Selected passage ->
File photo :Canadian nationals wait to be evacuated on six chartered passenger ships at Beirut seaport in Lebanon on Wednesday, July 19, 2006. (Mahmoud Tawil/The Associated Press)
Canada on Tuesday reiterated a call for its citizens to leave Lebanon while they can, saying the security situation in the country was becoming increasingly volatile and unpredictable due to the conflict between Israel and Iran-backed Hezbollah.
“My message to Canadians has been clear since the beginning of the crisis in the Middle East: it is not the time to travel to Lebanon. And for Canadians currently in Lebanon, it is time to leave, while commercial flights remain available,” Foreign Minister Melanie Joly said in a statement.
Evacuation plan
Canadian officials are acutely aware of the fact that a large-scale Israeli air attack on Lebanon could force Canada to evacuate thousands of citizens under fire, as it did during the 2006 Israel-Lebanon war.
Canada spent $94 million and leased seven ships to evacuate Canadians from Lebanon to Cyprus and Turkey in 2006.
Three naval ships participated in the operation. Even the prime minister’s jet was roped into service.
The evacuation led to complaints in Canada about “citizens of convenience” after reports emerged that many evacuees returned to Lebanon as soon as it was safe.
Canada ultimately evacuated about 15,000 people. Today, a similar number of Canadian citizens have registered with the embassy in Lebanon. Joly has said that is likely just a “fraction” of the true number of Canadians in the Middle Eastern country.
Canada doesn’t have many resources in the area right now. The frigate HMCS Charlottetown entered the Mediterranean Tuesday morning, steaming through the Strait of Gibraltar on its way to join NATO’s Maritime Group 2.
The utility of Cyprus as a base of operations has also been cast into some doubt after Hezbollah warned the island’s government that it could be a target if it assists Israel in an attack on Lebanon.
Cyprus is within range of the Zelzal-2 ballistic missiles Hezbollah acquired from Iran, and the M-600 missiles it got from Syria.
Stumbling toward a wider war
“What worries me most is the possibility of a war as a result of miscalculation rather than planning or by design,” former Israeli diplomat Alon Pinkas told CBC News. “Someone misinterprets the other side’s intention.”
For months, Israel and Hezbollah have been trading artillery and missile fire across the border, and Israel has also engaged in air and drone strikes as far north as Beirut.
Homes, fields and forests have burned in the farming communities that dot the hilly landscape. Close to 500 people have died, mostly in Lebanon.
“Israel has been saying for a few weeks now that the situation up in the north is untenable and unsustainable and that something needs to be done,” Pinkas said. Sixty thousand Israelis have been displaced for months and are demanding solutions. An even larger number of Lebanese civilians are also displaced.
“The problem is that Israel refuses or chooses not to see it the way the Americans do,” Pinkas added. “And that is that Gaza and Lebanon are communicating vessels, meaning that de-escalation in Lebanon can only happen as a result of a ceasefire in Gaza.

(Point annotation dataset records)
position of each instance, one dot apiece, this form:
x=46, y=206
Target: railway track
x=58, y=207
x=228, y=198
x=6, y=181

Problem set ->
**A)** Decide whether each statement agrees with the article on Canada urging its citizens to leave Lebanon: (i) Canada evacuated about 15,000 people in 2006; (ii) Canada leased ten ships for the 2006 evacuation; (iii) sixty thousand Israelis have been displaced for months. Answer yes or no for each, quoting the words of the article that settle it.
**B)** Write the next part of the article on Canada urging its citizens to leave Lebanon, picking up after its final sentence.
The records are not needed for anything here.

Task-by-task results ->
**A)**
(i) Yes: "Canada ultimately evacuated about 15,000 people."
(ii) No: "Canada spent $94 million and leased seven ships to evacuate Canadians from Lebanon to Cyprus and Turkey in 2006."
(iii) Yes: "Sixty thousand Israelis have been displaced for months and are demanding solutions."

**B)**
“So when Israel is reluctant to entertain any kind of hostage or ceasefire deal in Gaza, you cannot de-escalate the north, which then leads to this notion of the inevitability of war.”
But there are still signals coming from Lebanon suggesting that Hezbollah hopes to avoid escalation.
Rare regrets from Nasrallah
Hassan Nasrallah was surprisingly frank in an interview following the 2006 war with Israel. The Hezbollah chief said bluntly that the war wasn’t worth it.
The 2006 war began when a Hezbollah raiding party crossed the border to capture soldiers the group could trade for its own people in Israeli prisons.
The raiders captured two Israel Defense Forces (IDF) soldiers and killed three more. Five more Israeli soldiers died inside Lebanon while in pursuit.
In subsequent days, Israeli planes flattened the mostly Shi’ite Dahiya neighborhood of South Beirut, home to many Hezbollah supporters.
The interview Nasrallah gave in August 2006, shortly after the 34-day war ended, reveals how miscalculations about the other side’s intentions and reactions can lead to war. It also suggests that Nasrallah felt compelled to explain his actions, in light of the death and destruction the war brought to his own community.
“I would like to say this clearly, and I want people to listen to me, because there is still a controversy over this. We did not think that there was even a one per cent chance that the operation to capture [Israeli soldiers] would lead to a war of such a scale,” he told Lebanon’s Al-Jadeed Television.
“If you ask me whether — in case I thought on July 11 that there was even a one per cent chance that the capturing operation would lead to the kind of war that unfolded — would I still carry out the capturing operation, my answer is, absolutely not.”
Close observers of the group say that same caution can be seen in Hezbollah’s calibrated support for Hamas over the past months: it’s keen to be seen to be doing something, but not enough to start a war.
Israeli strategists were also unhappy with the inconclusive way the 2006 war ended.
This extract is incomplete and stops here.